== To be done ==
Retype the tail of the data exactly, starting at the line containing "Reviewer note: confirm that every instance of the building" and stopping at the last line.

(Part of a data file)
▬▬▬

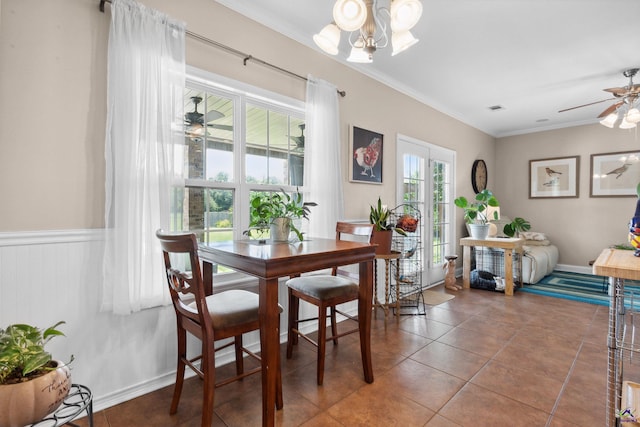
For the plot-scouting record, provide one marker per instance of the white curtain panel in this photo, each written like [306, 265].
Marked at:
[322, 165]
[146, 80]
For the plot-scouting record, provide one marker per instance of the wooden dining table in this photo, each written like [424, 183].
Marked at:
[269, 262]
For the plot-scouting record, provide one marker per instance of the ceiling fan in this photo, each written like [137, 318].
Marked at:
[195, 120]
[626, 103]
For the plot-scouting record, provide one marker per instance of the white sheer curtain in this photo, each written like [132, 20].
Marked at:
[322, 165]
[146, 80]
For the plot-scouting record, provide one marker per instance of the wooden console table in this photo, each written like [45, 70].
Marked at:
[618, 265]
[508, 244]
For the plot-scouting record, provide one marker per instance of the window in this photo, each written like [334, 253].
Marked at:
[238, 140]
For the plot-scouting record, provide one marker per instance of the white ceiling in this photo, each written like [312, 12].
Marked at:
[532, 57]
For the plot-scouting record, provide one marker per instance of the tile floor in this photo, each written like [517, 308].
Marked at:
[480, 359]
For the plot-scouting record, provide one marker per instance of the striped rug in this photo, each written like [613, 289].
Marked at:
[579, 287]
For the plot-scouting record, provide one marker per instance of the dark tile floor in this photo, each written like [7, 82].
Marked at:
[480, 359]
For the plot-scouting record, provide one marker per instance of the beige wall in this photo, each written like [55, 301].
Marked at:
[52, 109]
[580, 227]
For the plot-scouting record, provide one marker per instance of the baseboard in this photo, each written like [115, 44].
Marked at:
[574, 268]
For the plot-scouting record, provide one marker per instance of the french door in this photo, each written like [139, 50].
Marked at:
[425, 174]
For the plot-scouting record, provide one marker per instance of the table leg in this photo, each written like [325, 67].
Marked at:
[466, 267]
[386, 287]
[508, 272]
[364, 317]
[270, 346]
[207, 277]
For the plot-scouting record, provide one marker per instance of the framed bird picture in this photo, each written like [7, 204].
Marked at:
[554, 178]
[366, 156]
[615, 174]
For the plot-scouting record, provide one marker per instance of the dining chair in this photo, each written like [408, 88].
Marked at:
[211, 318]
[325, 291]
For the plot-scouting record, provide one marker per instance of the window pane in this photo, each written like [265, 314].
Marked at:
[208, 213]
[275, 147]
[209, 136]
[220, 138]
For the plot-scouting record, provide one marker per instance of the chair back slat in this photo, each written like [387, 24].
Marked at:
[358, 231]
[185, 286]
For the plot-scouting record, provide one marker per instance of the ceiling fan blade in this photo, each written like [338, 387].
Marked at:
[213, 115]
[610, 110]
[617, 91]
[221, 127]
[586, 105]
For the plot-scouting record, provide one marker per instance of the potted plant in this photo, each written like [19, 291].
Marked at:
[32, 384]
[276, 211]
[516, 226]
[475, 213]
[379, 216]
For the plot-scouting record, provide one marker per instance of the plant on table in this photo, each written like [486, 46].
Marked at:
[379, 216]
[517, 226]
[476, 212]
[266, 207]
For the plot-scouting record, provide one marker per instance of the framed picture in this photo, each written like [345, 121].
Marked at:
[615, 174]
[555, 177]
[366, 156]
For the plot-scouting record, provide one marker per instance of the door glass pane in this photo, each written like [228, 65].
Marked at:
[441, 214]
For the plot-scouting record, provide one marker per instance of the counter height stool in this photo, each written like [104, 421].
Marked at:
[325, 291]
[210, 318]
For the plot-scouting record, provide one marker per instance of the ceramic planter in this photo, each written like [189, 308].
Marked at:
[479, 231]
[280, 229]
[383, 240]
[28, 402]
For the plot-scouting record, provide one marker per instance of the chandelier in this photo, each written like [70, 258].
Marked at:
[367, 27]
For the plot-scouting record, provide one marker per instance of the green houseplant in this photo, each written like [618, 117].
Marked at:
[379, 216]
[276, 211]
[476, 212]
[32, 384]
[516, 226]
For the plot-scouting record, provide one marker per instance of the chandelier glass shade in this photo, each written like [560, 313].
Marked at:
[367, 27]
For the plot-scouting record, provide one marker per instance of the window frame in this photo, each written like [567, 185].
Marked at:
[242, 94]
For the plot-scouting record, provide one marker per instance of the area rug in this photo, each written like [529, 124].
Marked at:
[578, 287]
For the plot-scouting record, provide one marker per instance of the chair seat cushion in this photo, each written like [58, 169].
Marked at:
[233, 307]
[324, 287]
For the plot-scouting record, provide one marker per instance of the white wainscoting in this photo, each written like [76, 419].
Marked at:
[49, 276]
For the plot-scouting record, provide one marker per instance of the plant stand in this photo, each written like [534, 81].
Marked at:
[78, 400]
[406, 287]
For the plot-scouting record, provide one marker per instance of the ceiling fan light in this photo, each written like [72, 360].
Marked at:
[405, 14]
[632, 116]
[349, 15]
[358, 54]
[328, 39]
[401, 41]
[610, 120]
[624, 124]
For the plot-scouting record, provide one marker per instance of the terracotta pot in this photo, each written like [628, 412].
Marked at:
[383, 240]
[26, 403]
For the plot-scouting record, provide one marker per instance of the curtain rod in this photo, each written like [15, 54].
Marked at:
[246, 57]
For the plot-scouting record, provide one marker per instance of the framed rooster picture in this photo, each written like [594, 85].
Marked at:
[366, 156]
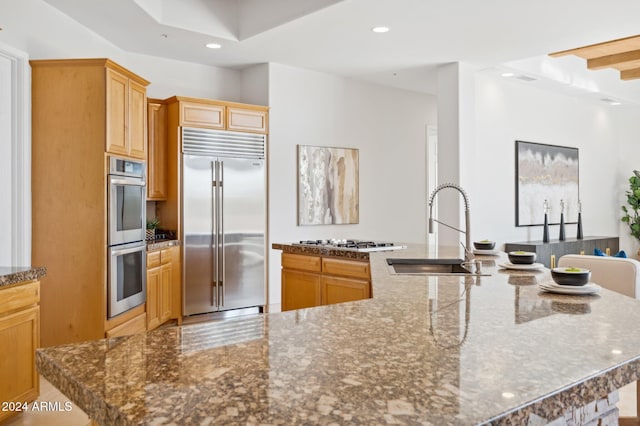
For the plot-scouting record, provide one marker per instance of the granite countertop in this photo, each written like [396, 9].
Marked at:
[321, 251]
[15, 274]
[161, 244]
[441, 350]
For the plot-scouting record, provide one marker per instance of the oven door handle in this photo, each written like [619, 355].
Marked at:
[120, 252]
[123, 181]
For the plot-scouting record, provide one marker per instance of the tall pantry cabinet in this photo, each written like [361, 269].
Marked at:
[82, 111]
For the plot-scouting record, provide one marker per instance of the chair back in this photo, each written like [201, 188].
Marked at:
[618, 274]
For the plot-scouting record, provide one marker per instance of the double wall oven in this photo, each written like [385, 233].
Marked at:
[126, 279]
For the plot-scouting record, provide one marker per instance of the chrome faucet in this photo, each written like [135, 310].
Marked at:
[468, 256]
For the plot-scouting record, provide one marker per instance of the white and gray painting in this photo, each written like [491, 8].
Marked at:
[546, 172]
[327, 185]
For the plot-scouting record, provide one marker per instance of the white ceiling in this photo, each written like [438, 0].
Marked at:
[335, 36]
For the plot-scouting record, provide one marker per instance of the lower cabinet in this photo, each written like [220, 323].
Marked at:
[19, 338]
[315, 280]
[162, 268]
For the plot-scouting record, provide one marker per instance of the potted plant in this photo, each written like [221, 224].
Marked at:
[632, 212]
[152, 225]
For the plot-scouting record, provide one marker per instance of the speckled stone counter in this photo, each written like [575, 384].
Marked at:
[160, 244]
[15, 274]
[439, 350]
[320, 251]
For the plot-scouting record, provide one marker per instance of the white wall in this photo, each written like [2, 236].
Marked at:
[5, 160]
[388, 126]
[605, 136]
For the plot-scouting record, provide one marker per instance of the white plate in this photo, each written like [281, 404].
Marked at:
[589, 288]
[492, 251]
[523, 267]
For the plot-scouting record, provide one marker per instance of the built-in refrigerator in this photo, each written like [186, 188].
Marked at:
[223, 220]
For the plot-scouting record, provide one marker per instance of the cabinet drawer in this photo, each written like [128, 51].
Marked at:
[301, 262]
[19, 296]
[202, 115]
[153, 259]
[347, 268]
[246, 120]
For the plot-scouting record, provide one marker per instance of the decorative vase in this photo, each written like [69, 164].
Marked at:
[545, 230]
[561, 235]
[579, 236]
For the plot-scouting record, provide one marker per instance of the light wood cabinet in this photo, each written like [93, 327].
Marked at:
[246, 120]
[137, 324]
[126, 115]
[156, 150]
[19, 338]
[162, 287]
[221, 115]
[309, 280]
[79, 108]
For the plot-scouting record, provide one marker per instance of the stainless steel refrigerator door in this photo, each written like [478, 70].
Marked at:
[198, 190]
[243, 221]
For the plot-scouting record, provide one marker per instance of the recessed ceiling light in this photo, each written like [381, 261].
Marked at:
[610, 101]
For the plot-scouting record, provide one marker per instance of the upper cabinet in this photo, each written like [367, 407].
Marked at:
[157, 150]
[220, 115]
[126, 114]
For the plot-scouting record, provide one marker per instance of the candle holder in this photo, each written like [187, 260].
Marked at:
[545, 229]
[579, 235]
[561, 235]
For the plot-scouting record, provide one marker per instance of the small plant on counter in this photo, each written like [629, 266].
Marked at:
[632, 212]
[153, 224]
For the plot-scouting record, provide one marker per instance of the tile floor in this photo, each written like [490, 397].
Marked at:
[76, 417]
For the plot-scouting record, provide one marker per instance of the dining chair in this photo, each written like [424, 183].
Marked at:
[618, 274]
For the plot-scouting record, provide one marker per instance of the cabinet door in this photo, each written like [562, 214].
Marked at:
[246, 120]
[137, 121]
[154, 279]
[300, 290]
[117, 113]
[201, 115]
[157, 152]
[166, 275]
[19, 338]
[339, 290]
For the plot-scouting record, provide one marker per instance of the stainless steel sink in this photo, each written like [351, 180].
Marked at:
[428, 266]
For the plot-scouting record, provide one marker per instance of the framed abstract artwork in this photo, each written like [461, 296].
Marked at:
[546, 172]
[328, 185]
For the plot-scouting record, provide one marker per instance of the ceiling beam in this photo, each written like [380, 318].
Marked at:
[613, 61]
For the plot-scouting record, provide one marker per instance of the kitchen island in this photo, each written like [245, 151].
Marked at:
[424, 350]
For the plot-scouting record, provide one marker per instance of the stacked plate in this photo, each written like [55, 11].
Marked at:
[551, 286]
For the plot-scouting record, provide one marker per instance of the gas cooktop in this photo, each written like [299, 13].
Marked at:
[352, 245]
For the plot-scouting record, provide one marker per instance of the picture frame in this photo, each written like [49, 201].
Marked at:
[328, 185]
[546, 172]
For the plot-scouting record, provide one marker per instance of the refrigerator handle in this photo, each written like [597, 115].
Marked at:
[214, 234]
[221, 261]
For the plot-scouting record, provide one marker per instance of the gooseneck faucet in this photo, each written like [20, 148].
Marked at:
[468, 256]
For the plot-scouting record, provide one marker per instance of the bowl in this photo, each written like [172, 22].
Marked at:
[571, 276]
[522, 257]
[484, 245]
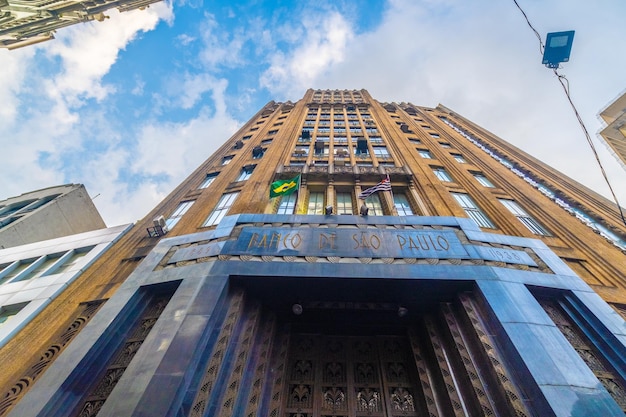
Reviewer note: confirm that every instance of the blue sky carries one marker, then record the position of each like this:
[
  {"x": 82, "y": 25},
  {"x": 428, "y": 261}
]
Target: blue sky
[{"x": 132, "y": 105}]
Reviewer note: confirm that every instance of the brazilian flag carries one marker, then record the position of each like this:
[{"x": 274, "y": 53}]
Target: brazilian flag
[{"x": 284, "y": 187}]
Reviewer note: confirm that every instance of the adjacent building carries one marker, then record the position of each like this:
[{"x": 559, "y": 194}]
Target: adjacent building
[
  {"x": 614, "y": 134},
  {"x": 24, "y": 23},
  {"x": 47, "y": 213},
  {"x": 420, "y": 266}
]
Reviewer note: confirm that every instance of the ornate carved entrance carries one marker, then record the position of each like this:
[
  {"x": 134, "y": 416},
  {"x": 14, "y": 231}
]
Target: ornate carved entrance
[
  {"x": 351, "y": 361},
  {"x": 350, "y": 376}
]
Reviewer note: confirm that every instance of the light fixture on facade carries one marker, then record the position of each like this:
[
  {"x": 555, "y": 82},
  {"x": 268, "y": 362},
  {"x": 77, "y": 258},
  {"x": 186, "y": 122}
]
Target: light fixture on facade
[{"x": 297, "y": 309}]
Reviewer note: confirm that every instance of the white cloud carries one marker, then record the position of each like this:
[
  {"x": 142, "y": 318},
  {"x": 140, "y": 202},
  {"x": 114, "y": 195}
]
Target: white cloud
[
  {"x": 89, "y": 50},
  {"x": 13, "y": 73},
  {"x": 322, "y": 45},
  {"x": 479, "y": 59}
]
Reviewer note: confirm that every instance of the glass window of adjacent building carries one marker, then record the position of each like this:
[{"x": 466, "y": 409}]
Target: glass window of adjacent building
[
  {"x": 442, "y": 174},
  {"x": 208, "y": 180},
  {"x": 425, "y": 154},
  {"x": 41, "y": 266},
  {"x": 374, "y": 205},
  {"x": 402, "y": 204},
  {"x": 15, "y": 269},
  {"x": 225, "y": 203},
  {"x": 71, "y": 259},
  {"x": 344, "y": 203},
  {"x": 472, "y": 210},
  {"x": 245, "y": 172},
  {"x": 301, "y": 151},
  {"x": 381, "y": 152},
  {"x": 8, "y": 312},
  {"x": 316, "y": 203},
  {"x": 459, "y": 158},
  {"x": 287, "y": 204},
  {"x": 532, "y": 224},
  {"x": 178, "y": 214},
  {"x": 482, "y": 180}
]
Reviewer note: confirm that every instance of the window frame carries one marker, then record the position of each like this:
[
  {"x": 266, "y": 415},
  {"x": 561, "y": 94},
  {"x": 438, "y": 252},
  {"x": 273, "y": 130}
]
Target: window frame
[
  {"x": 473, "y": 211},
  {"x": 245, "y": 173},
  {"x": 442, "y": 175},
  {"x": 287, "y": 204},
  {"x": 222, "y": 207},
  {"x": 317, "y": 209},
  {"x": 344, "y": 203},
  {"x": 522, "y": 215},
  {"x": 403, "y": 208},
  {"x": 208, "y": 180}
]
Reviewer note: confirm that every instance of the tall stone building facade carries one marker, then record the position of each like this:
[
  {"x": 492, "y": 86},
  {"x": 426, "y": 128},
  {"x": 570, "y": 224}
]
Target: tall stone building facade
[{"x": 480, "y": 282}]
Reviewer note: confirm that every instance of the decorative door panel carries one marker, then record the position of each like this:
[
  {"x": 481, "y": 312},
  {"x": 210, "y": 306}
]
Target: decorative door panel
[{"x": 349, "y": 376}]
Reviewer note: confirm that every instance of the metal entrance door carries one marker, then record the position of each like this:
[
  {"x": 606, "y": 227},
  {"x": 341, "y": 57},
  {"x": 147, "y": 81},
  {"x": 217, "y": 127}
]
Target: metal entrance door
[{"x": 350, "y": 376}]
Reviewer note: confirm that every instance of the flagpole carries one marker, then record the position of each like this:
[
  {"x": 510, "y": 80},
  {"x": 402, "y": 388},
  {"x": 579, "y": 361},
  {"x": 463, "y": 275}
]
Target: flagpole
[{"x": 393, "y": 200}]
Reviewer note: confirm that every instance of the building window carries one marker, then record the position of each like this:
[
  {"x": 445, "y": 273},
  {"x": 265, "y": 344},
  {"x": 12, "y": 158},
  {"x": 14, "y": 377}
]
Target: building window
[
  {"x": 402, "y": 205},
  {"x": 459, "y": 158},
  {"x": 381, "y": 152},
  {"x": 532, "y": 224},
  {"x": 425, "y": 154},
  {"x": 472, "y": 210},
  {"x": 8, "y": 312},
  {"x": 71, "y": 259},
  {"x": 344, "y": 203},
  {"x": 15, "y": 269},
  {"x": 208, "y": 180},
  {"x": 442, "y": 174},
  {"x": 258, "y": 152},
  {"x": 225, "y": 203},
  {"x": 246, "y": 172},
  {"x": 316, "y": 203},
  {"x": 341, "y": 152},
  {"x": 287, "y": 204},
  {"x": 483, "y": 180},
  {"x": 374, "y": 205},
  {"x": 178, "y": 214},
  {"x": 41, "y": 266},
  {"x": 301, "y": 151}
]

▬▬▬

== Result of this exercise ==
Reviewer note: confirm that every instance of the building window carries one marker, then record the position of each like this:
[
  {"x": 445, "y": 273},
  {"x": 265, "y": 344},
  {"x": 12, "y": 158},
  {"x": 14, "y": 377}
]
Target: building window
[
  {"x": 402, "y": 205},
  {"x": 459, "y": 158},
  {"x": 381, "y": 152},
  {"x": 532, "y": 224},
  {"x": 425, "y": 154},
  {"x": 472, "y": 210},
  {"x": 8, "y": 312},
  {"x": 71, "y": 259},
  {"x": 344, "y": 203},
  {"x": 15, "y": 269},
  {"x": 208, "y": 180},
  {"x": 442, "y": 174},
  {"x": 258, "y": 152},
  {"x": 225, "y": 203},
  {"x": 246, "y": 172},
  {"x": 316, "y": 203},
  {"x": 341, "y": 152},
  {"x": 287, "y": 204},
  {"x": 483, "y": 180},
  {"x": 374, "y": 205},
  {"x": 178, "y": 214},
  {"x": 41, "y": 266},
  {"x": 301, "y": 151}
]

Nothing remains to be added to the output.